What needs to be done: In the listing below, locate the line containing "Where can the rough"; reproduce that line and all lines that follow it, unchanged.

+ + +

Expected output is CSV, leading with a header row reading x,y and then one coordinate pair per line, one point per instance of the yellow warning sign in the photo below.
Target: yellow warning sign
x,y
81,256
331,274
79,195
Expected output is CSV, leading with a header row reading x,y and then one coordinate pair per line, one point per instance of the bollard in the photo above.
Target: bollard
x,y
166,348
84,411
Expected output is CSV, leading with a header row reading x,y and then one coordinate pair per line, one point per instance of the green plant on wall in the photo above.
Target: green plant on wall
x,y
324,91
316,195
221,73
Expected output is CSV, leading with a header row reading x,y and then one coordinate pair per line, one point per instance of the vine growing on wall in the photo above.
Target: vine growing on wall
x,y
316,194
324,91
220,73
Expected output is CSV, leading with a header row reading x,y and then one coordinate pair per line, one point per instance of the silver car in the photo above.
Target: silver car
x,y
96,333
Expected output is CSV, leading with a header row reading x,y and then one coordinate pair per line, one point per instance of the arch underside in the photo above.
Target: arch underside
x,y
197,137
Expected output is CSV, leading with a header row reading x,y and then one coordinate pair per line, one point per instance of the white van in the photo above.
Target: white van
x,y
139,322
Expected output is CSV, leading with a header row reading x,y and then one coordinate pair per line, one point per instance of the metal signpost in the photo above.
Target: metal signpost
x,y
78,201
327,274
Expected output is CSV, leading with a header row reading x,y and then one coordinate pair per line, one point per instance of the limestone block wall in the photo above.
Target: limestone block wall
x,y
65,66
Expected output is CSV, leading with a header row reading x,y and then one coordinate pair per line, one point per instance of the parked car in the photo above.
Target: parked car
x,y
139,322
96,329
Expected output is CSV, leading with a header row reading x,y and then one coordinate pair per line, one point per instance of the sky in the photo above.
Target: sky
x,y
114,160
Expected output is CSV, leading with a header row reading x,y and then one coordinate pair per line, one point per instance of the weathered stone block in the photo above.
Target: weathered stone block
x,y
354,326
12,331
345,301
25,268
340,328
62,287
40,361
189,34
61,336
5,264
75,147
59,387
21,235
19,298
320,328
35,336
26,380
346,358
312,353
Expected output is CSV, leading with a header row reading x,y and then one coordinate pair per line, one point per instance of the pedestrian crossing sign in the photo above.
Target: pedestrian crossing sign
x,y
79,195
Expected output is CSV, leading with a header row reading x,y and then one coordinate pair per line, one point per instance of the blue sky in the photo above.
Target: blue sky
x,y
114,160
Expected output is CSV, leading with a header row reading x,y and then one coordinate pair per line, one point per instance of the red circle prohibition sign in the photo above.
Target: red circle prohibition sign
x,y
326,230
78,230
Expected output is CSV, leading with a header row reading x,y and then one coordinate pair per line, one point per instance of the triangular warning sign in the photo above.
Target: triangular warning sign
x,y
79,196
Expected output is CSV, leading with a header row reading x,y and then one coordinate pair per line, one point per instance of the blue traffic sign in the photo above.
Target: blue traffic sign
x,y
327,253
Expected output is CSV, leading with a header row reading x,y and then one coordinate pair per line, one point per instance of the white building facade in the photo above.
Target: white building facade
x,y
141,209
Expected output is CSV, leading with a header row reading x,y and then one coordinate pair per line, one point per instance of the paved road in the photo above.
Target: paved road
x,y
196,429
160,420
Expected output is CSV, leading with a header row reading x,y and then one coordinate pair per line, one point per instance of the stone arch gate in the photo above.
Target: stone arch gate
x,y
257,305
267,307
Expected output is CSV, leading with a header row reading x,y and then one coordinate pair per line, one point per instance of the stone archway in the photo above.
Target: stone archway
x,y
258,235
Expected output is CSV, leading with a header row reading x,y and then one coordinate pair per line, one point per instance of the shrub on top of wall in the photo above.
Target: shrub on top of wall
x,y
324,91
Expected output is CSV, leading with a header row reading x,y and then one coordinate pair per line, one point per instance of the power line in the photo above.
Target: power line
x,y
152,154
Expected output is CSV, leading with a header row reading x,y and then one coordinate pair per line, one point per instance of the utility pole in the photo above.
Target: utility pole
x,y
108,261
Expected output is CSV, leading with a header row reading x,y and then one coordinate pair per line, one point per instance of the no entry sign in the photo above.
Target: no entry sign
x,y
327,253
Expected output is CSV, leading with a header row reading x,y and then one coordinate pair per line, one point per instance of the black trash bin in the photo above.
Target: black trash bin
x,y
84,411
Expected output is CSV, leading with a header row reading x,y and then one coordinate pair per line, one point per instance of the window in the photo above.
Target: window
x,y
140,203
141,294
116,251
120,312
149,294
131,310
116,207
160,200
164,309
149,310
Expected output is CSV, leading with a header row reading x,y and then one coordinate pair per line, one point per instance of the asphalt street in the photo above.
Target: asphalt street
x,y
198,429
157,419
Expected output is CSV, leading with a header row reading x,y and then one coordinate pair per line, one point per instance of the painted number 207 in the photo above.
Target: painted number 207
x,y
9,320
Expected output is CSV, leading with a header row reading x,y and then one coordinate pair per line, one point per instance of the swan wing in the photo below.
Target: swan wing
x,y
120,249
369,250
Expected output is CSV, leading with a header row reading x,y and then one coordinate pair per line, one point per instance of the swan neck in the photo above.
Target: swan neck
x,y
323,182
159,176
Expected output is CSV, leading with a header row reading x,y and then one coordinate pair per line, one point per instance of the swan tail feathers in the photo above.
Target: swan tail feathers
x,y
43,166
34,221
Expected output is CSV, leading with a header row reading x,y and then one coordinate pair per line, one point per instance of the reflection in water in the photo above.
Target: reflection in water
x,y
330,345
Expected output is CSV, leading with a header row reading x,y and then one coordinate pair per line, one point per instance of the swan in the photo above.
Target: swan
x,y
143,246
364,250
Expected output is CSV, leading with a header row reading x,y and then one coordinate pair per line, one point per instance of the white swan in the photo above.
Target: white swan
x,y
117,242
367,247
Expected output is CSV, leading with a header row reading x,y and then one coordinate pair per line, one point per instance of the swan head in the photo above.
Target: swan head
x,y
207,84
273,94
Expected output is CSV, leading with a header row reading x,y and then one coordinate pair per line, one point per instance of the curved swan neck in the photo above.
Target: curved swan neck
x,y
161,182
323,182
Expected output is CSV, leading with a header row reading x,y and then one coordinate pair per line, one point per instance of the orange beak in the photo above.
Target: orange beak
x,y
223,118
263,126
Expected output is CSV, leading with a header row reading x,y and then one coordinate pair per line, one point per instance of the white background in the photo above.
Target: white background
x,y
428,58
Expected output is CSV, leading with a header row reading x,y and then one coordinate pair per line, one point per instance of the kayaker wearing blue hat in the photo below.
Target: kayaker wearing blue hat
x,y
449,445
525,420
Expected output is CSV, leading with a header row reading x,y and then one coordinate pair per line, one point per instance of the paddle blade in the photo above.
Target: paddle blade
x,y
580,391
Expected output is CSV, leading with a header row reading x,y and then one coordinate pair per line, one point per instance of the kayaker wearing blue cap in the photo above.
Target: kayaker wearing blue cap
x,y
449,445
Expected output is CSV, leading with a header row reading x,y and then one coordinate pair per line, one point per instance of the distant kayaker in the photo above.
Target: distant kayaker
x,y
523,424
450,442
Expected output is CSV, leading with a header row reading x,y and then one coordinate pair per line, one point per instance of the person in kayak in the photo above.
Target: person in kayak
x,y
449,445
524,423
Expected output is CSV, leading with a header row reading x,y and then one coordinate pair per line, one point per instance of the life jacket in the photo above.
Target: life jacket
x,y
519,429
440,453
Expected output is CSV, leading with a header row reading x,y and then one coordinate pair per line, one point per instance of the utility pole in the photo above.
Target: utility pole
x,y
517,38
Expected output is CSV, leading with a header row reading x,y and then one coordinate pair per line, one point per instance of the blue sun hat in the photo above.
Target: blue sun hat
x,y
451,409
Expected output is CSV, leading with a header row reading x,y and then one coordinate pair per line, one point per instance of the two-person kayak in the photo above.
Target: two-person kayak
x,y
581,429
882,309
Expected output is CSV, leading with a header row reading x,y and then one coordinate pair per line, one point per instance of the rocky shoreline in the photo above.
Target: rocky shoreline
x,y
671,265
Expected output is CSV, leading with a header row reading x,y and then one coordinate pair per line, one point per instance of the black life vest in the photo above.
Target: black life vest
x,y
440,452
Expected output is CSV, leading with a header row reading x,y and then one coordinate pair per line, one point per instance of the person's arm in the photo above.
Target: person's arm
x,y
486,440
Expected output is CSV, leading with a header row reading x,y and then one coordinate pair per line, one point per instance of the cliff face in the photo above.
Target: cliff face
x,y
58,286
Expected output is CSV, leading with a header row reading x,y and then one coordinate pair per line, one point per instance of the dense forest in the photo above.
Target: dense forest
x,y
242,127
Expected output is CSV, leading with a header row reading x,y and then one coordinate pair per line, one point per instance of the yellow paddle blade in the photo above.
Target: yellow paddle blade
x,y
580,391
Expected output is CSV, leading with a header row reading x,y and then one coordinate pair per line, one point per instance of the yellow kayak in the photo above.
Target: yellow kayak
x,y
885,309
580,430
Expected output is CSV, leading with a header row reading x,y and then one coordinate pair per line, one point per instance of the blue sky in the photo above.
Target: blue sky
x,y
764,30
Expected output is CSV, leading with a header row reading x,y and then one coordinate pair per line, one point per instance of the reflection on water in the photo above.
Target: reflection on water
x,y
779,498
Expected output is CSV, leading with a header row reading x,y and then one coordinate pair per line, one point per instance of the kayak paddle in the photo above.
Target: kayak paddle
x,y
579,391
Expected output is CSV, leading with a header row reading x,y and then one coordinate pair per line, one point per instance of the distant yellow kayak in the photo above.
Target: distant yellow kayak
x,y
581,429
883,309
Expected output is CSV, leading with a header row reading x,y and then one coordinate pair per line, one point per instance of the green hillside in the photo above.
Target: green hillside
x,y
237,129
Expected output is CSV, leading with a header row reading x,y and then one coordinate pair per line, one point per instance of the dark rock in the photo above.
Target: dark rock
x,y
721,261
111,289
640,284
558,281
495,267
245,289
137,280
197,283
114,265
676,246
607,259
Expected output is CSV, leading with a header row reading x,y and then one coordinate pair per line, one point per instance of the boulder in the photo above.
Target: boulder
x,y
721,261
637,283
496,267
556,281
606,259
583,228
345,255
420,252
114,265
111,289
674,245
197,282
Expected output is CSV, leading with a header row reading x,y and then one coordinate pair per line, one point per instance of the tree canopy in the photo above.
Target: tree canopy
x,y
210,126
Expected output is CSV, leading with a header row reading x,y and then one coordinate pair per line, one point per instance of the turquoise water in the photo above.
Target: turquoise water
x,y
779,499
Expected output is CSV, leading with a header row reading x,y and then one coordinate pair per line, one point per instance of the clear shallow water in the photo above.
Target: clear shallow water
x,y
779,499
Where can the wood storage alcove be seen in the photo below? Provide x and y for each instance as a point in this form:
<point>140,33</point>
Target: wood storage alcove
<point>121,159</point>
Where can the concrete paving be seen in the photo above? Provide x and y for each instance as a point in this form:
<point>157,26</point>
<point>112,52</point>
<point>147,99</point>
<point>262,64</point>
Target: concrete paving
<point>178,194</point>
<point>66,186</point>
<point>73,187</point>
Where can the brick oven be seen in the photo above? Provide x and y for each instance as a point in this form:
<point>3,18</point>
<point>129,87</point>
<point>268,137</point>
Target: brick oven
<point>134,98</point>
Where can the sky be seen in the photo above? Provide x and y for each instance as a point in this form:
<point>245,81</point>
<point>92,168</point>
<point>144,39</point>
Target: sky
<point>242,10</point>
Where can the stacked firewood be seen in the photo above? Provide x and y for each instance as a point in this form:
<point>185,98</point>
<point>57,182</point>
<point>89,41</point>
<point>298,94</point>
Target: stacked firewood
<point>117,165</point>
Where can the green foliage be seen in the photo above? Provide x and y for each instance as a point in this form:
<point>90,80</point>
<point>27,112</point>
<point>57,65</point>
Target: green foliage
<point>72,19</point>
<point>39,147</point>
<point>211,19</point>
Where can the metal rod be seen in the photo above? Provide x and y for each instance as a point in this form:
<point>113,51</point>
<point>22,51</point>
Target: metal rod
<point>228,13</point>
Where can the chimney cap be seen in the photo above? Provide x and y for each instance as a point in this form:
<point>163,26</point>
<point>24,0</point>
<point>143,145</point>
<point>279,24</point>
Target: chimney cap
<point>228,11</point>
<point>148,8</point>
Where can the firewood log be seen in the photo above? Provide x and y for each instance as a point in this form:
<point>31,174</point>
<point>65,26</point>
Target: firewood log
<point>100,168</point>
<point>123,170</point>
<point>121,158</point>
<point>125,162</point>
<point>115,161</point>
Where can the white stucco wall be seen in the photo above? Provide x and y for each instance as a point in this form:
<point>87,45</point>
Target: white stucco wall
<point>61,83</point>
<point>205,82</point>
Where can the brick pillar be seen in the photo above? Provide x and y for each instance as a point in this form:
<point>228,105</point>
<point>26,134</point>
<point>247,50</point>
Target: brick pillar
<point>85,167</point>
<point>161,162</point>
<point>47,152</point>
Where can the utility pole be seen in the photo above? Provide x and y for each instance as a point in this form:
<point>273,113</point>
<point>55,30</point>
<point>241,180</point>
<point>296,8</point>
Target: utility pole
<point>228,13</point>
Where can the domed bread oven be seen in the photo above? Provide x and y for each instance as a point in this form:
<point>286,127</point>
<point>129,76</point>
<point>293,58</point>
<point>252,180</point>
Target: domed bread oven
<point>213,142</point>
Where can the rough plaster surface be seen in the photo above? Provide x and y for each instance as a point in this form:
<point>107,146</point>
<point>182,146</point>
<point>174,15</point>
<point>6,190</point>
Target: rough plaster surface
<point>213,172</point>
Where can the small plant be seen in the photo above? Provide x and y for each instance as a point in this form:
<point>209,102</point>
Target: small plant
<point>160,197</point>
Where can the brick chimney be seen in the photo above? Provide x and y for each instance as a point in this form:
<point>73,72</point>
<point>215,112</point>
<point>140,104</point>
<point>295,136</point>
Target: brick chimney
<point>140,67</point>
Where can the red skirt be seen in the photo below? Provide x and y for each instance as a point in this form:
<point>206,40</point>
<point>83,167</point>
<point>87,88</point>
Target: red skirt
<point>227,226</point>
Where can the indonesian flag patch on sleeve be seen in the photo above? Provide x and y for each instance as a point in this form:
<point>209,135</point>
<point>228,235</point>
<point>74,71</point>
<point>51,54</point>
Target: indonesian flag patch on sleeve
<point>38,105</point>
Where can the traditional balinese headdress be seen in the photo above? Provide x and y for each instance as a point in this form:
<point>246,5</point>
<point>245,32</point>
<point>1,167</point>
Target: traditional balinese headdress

+ + +

Correct output:
Where can the rough plaster surface be seen in the photo above? Provide x and y for each instance as a point in this form:
<point>107,146</point>
<point>182,146</point>
<point>174,15</point>
<point>6,190</point>
Target: rough plaster surface
<point>213,172</point>
Where can the small plant be seen in the photo above? Provide x and y for each instance as a point in this form:
<point>209,102</point>
Target: small plant
<point>160,197</point>
Where can the brick chimney be seen in the photo above? Provide x and y for each instance as a point in this form:
<point>73,72</point>
<point>215,112</point>
<point>140,104</point>
<point>295,136</point>
Target: brick chimney
<point>140,67</point>
Where can the red skirt be seen in the photo below? Provide x and y for each instance as a point in this form:
<point>206,40</point>
<point>83,167</point>
<point>87,88</point>
Target: red skirt
<point>227,226</point>
Where can the indonesian flag patch on sleeve be seen in the photo above? Provide x and y for each instance as a point in this form:
<point>209,135</point>
<point>228,235</point>
<point>74,71</point>
<point>51,54</point>
Target: indonesian flag patch on sleeve
<point>38,105</point>
Where can the traditional balinese headdress be seen in the photo above? Provide x and y for each instance as a point in this form:
<point>246,5</point>
<point>245,32</point>
<point>1,167</point>
Target: traditional balinese headdress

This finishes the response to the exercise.